## What you will do:
Could you output each line below precisely as it stands, without the images?

Dataset entries
==*==

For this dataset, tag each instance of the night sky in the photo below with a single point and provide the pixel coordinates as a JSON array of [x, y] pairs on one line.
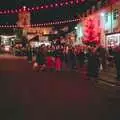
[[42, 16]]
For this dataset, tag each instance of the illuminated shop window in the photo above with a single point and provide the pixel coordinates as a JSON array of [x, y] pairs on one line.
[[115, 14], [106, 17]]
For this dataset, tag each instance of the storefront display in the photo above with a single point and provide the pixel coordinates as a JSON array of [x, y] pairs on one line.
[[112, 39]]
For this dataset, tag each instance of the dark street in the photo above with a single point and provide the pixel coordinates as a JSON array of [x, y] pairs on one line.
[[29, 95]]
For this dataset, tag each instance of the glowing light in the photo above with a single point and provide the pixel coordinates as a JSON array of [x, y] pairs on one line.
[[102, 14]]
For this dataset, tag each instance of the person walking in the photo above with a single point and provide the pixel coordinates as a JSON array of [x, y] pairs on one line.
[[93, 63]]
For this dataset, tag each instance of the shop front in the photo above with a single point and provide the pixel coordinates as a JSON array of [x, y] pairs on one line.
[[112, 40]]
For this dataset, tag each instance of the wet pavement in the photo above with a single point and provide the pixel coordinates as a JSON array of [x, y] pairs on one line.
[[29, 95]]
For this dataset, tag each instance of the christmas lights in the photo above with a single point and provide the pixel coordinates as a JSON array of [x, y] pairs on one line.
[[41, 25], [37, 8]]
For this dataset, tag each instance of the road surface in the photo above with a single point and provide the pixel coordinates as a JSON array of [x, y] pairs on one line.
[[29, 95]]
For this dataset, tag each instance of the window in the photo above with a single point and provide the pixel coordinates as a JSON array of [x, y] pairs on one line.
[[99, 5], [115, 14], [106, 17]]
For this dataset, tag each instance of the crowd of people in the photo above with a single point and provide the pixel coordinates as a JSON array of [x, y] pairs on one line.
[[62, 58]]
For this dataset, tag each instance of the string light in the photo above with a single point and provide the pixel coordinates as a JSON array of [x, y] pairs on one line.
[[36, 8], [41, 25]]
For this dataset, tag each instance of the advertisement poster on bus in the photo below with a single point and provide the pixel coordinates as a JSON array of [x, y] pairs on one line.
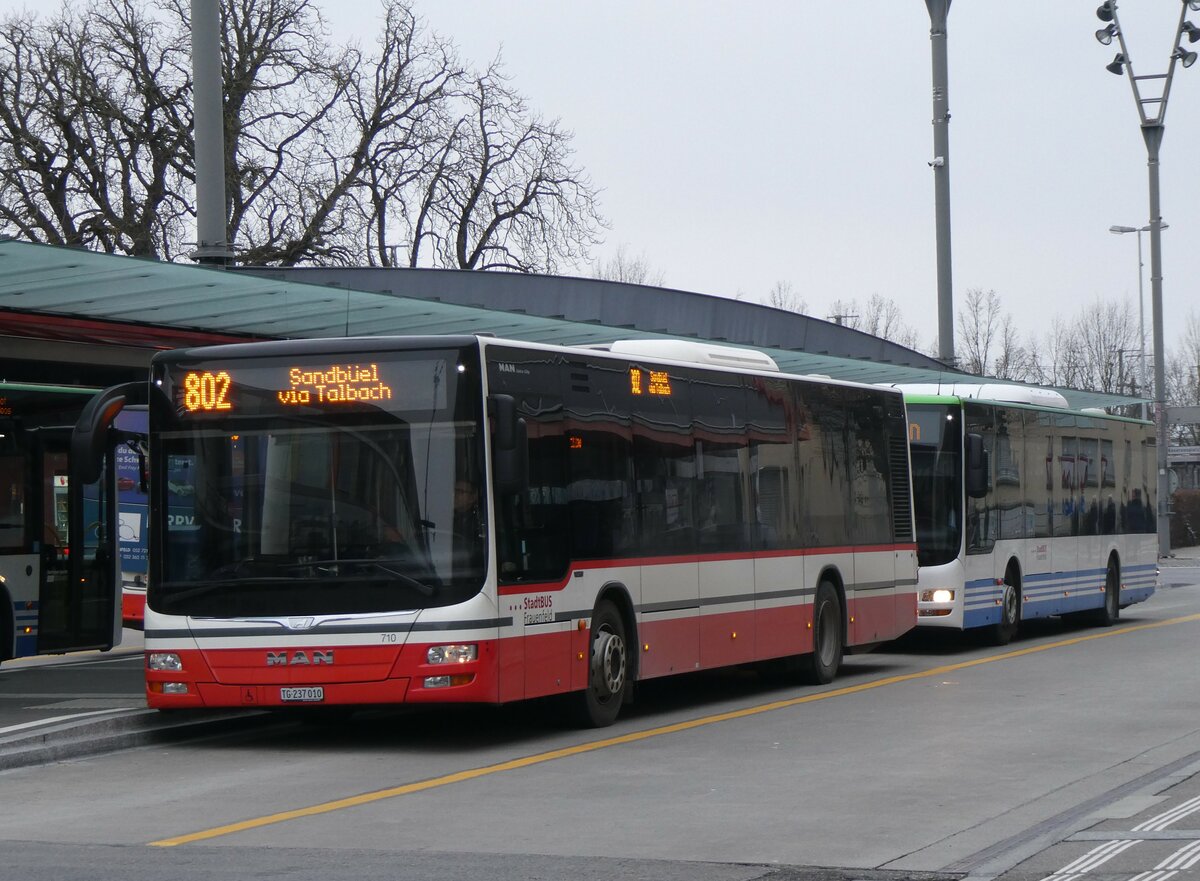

==*==

## Reply:
For this dataset, tag each instance of the night sky in the photo below with a single point and provide the pixel coordinates as a JSON array of [x, y] pairs on one line.
[[42, 16]]
For this dataset, tag each instance of the illuminated shop window in the photo above with a single point and provide the pixel coordinates as a JSON array of [x, y] pairs on one line.
[[115, 14], [106, 17]]
For this dataset, tag each instance of the storefront display in the photo above with a single point and provide the pixel coordinates as a JSON array of [x, y] pairs on one line.
[[112, 39]]
For this dataset, tag each instance of the dark street in the photo above with a single point and provide the pixel coordinates as a JSON array of [x, y] pairs on one line.
[[29, 95]]
For this dataset, tag each instance of the glowing light in the photo above with a single point and provide the pixel coordinates as a JSON array of [x, y] pairs on one line.
[[102, 14]]
For this dataset, tag each instance of the person walking in the photo above with a single point and provide the pixel coordinates as a JSON array of [x, y] pairs on one line.
[[93, 63]]
For this dataset, tag each instance of the shop front in the photo above with a single point and provide the pixel coordinates as a JSON array of [x, y] pairs on one line.
[[112, 40]]
For this dataset, tag each instance of the wet pavement in the photo above with a single point and provide the pixel coordinates as a JSON array of [x, y] pairs on one line.
[[29, 95]]
For this dataset, tag each instance of the christmas lights in the photo above with a single point and provide the pixel coordinates as a JSON array of [x, y] pairs on one line.
[[41, 25], [37, 8]]
For this dataset, tag each instance of the road surface in the photo above with a single point and provide the pixel coordinates as a JSON array of [x, y] pairs on one line.
[[29, 95]]
For this dataset, tag each instance of the window in the photo above with a single point and provide the pixel coordinates as a JSON array of [x, y] pairs on one line.
[[99, 5], [115, 14], [106, 17]]
For this dataset, tag each instance of the crowd of people in the photo above with a single point and provide the pixel coordinates as a JSON array of [x, y] pairs on one line.
[[62, 58]]
For this dataset, tag each instance of the string light in the photo above with a single point and provide the pixel coordinates as a JSON array of [x, y] pairs on one line.
[[36, 8], [41, 25]]
For this dataset, tag each instance of the advertisement poster on bus in the photo below with a single point and provide the pixel coordinates as a JSON array of [x, y] pairs on one line.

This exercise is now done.